The exercise → Every entry that follows should be repeated exactly; drop the images.

Data for the task →

══════

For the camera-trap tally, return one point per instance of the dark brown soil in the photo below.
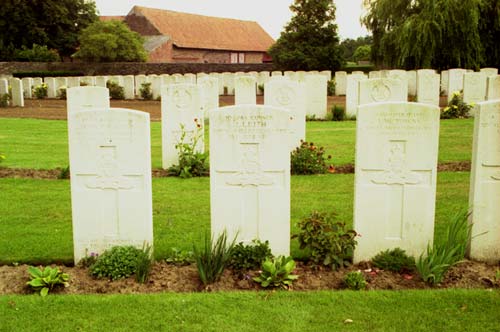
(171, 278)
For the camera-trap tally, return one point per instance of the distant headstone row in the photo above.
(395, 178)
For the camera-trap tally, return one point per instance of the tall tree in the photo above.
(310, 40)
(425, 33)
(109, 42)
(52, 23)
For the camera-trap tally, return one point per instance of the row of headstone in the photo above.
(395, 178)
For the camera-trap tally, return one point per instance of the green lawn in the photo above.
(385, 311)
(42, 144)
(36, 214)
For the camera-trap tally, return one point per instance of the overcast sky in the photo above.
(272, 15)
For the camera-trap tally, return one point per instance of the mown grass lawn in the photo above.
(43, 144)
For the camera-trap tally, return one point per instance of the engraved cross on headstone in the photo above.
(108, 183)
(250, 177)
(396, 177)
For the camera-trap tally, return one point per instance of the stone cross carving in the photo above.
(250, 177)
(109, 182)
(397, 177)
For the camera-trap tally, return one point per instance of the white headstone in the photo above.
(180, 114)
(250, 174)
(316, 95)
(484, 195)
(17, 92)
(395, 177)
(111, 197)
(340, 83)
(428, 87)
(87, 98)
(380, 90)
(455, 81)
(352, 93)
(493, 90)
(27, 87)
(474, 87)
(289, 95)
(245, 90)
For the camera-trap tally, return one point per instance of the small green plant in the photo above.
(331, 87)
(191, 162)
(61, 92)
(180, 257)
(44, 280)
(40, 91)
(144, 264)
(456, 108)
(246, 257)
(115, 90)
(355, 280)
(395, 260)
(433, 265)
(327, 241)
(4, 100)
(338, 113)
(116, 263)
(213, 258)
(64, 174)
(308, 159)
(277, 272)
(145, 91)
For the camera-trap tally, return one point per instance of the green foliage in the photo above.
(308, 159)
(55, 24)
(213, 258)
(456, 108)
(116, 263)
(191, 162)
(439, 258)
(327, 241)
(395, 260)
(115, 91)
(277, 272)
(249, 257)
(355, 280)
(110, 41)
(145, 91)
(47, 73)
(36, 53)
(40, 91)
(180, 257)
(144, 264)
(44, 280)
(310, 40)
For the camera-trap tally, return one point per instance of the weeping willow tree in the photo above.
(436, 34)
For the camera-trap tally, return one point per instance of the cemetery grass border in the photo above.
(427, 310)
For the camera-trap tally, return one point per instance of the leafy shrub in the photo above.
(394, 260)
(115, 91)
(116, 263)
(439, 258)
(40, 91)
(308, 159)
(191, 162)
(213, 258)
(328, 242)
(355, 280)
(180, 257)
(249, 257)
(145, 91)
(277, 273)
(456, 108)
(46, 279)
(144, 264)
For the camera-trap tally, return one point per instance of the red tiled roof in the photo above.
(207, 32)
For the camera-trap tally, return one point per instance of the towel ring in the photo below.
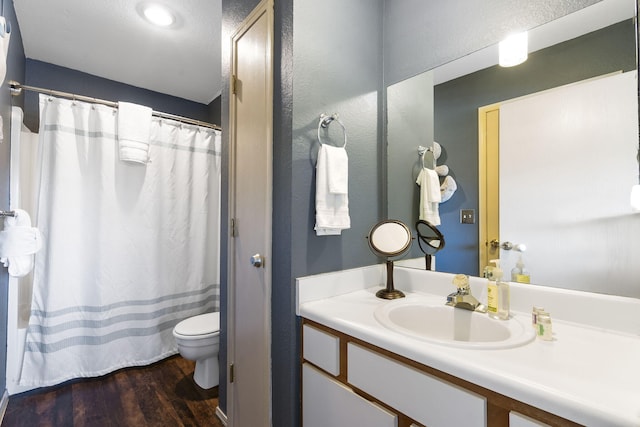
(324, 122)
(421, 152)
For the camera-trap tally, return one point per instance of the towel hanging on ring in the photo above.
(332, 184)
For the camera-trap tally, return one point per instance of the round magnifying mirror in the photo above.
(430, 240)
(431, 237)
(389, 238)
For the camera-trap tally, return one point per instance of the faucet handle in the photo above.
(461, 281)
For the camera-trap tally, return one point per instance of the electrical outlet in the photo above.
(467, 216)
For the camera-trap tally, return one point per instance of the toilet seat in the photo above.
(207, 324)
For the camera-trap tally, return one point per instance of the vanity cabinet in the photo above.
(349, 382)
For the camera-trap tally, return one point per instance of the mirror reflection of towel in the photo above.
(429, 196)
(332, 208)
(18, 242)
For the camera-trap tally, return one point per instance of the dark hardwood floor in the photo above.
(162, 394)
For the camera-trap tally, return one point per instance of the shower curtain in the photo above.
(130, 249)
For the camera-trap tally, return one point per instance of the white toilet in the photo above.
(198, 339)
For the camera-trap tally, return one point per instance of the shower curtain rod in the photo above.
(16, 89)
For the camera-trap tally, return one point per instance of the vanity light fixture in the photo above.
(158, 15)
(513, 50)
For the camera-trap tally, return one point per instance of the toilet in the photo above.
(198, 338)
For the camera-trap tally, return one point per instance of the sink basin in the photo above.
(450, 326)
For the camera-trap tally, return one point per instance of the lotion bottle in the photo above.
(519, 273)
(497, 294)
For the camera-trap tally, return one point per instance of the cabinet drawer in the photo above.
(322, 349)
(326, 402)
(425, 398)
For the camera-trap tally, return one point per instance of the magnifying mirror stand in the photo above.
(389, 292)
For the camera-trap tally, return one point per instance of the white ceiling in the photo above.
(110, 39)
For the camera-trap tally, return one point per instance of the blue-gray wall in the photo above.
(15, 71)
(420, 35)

══════

Written solution →
For the camera-trap tally, return one point per instance of the dark brown soil in the photo below.
(171, 278)
For the camera-trap tally, return one point per instance of the distant headstone row in the photo above.
(395, 178)
For the camera-trap tally, return one point per instance of the tall tree in the photo above.
(310, 40)
(425, 33)
(109, 42)
(52, 23)
For the camera-trap tally, return one point per instance of the row of headstone in the photo above.
(395, 178)
For the camera-trap tally, return one point per instance of the green lawn in the photo above.
(385, 311)
(42, 144)
(36, 214)
For the camera-trap tally, return one point per instance of the overcast sky in the photo above.
(272, 15)
For the camera-trap tally, return one point per instance of the mown grass lawn in the photo above.
(43, 144)
For the camera-trap tally, return one point per instance of the engraved cross on headstone in the photo above.
(108, 183)
(250, 177)
(396, 177)
For the camera-trap tally, return one point per instance of the stone cross carving in the photo above.
(250, 177)
(109, 182)
(397, 177)
For the camera-trap tally, return one point per instance of the white headstone in the photo above.
(180, 114)
(250, 174)
(316, 95)
(484, 195)
(17, 92)
(395, 177)
(111, 197)
(340, 83)
(428, 87)
(87, 98)
(380, 90)
(455, 81)
(352, 93)
(493, 90)
(27, 87)
(474, 87)
(289, 95)
(245, 90)
For the camera-trap tally, return one point per instance of the small green plant in the photo above.
(331, 87)
(191, 162)
(61, 92)
(180, 257)
(44, 280)
(40, 91)
(144, 264)
(456, 108)
(246, 257)
(115, 90)
(355, 280)
(395, 260)
(433, 265)
(327, 241)
(4, 100)
(338, 113)
(116, 263)
(213, 258)
(64, 174)
(308, 159)
(277, 272)
(145, 91)
For the camera-trap tally, return one point per instance of the green foliage in the photo above.
(308, 159)
(55, 24)
(213, 258)
(456, 108)
(116, 263)
(191, 162)
(439, 258)
(327, 241)
(395, 260)
(115, 91)
(277, 272)
(249, 257)
(355, 280)
(110, 41)
(145, 91)
(47, 73)
(36, 53)
(40, 91)
(180, 257)
(144, 264)
(44, 280)
(310, 40)
For the camera-trap tally, return one point per instance of the weeping willow tree in the photo above.
(436, 34)
For the camera-trap tally, return one point per instance of the cemetery grass border in the photo above.
(427, 310)
For the camera-trap tally, return one point per instance of the leafy shrub in the photo above.
(394, 260)
(115, 91)
(116, 263)
(439, 258)
(40, 91)
(308, 159)
(191, 162)
(213, 258)
(328, 242)
(355, 280)
(180, 257)
(249, 257)
(145, 91)
(277, 273)
(456, 108)
(46, 279)
(144, 264)
For the camera-trap tally, return one point per instance of the red tiled roof in the photo above.
(207, 32)
For the camera-trap tally, return one point per instance of the towel ring in the photo below.
(324, 122)
(421, 152)
For the camera-trap tally, return one point per instance of the towel hanging on ring in the photo above.
(332, 184)
For the camera-trap tally, return one point per instance of the round magnifying mirror in the photo above.
(430, 240)
(431, 237)
(389, 238)
For the camera-trap tally, return one point per instance of the faucet handle in the photo above.
(461, 281)
For the camera-trap tally, return one point per instance of the electrical outlet in the photo above.
(467, 216)
For the camera-trap tally, return one point per instance of the toilet seat in the photo above.
(207, 324)
For the camera-trap tally, return one point per instance of the vanity cabinet in the photo above.
(349, 382)
For the camera-trap tally, return one point per instance of the mirror reflection of towel in the photo above.
(429, 196)
(332, 208)
(18, 242)
For the camera-trap tally, return one point per instance of the dark hardwood floor in the photo above.
(162, 394)
For the camera-trap tally, return one point per instance of the shower curtain in the photo above.
(130, 249)
For the camera-trap tally, return one point per instance of the white toilet in the photo above.
(198, 339)
For the camera-trap tally, return one point per instance of the shower curtain rod in the photo above.
(16, 89)
For the camera-trap tally, return one point per instance of the vanity light fixture in the photo above.
(158, 15)
(513, 50)
For the camera-trap tally, return one point per instance of the toilet in the photo above.
(198, 338)
For the camera-trap tally, return one point per instance of the sink basin in the photo above.
(450, 326)
For the camera-trap tally, return one point per instance of the lotion bottle in the photo above.
(519, 273)
(497, 294)
For the camera-trap tally, return one point per instance of the cabinet drawer in the photo above.
(322, 349)
(326, 402)
(425, 398)
For the camera-trap tally, return one point per instance of the magnifying mirror stand in the photo above.
(389, 292)
For the camera-trap tally, return one point per instance of the white ceiling in the photo above.
(110, 39)
For the camera-trap tally, return one point per instance of the blue-gray wall in the photo above.
(15, 71)
(420, 35)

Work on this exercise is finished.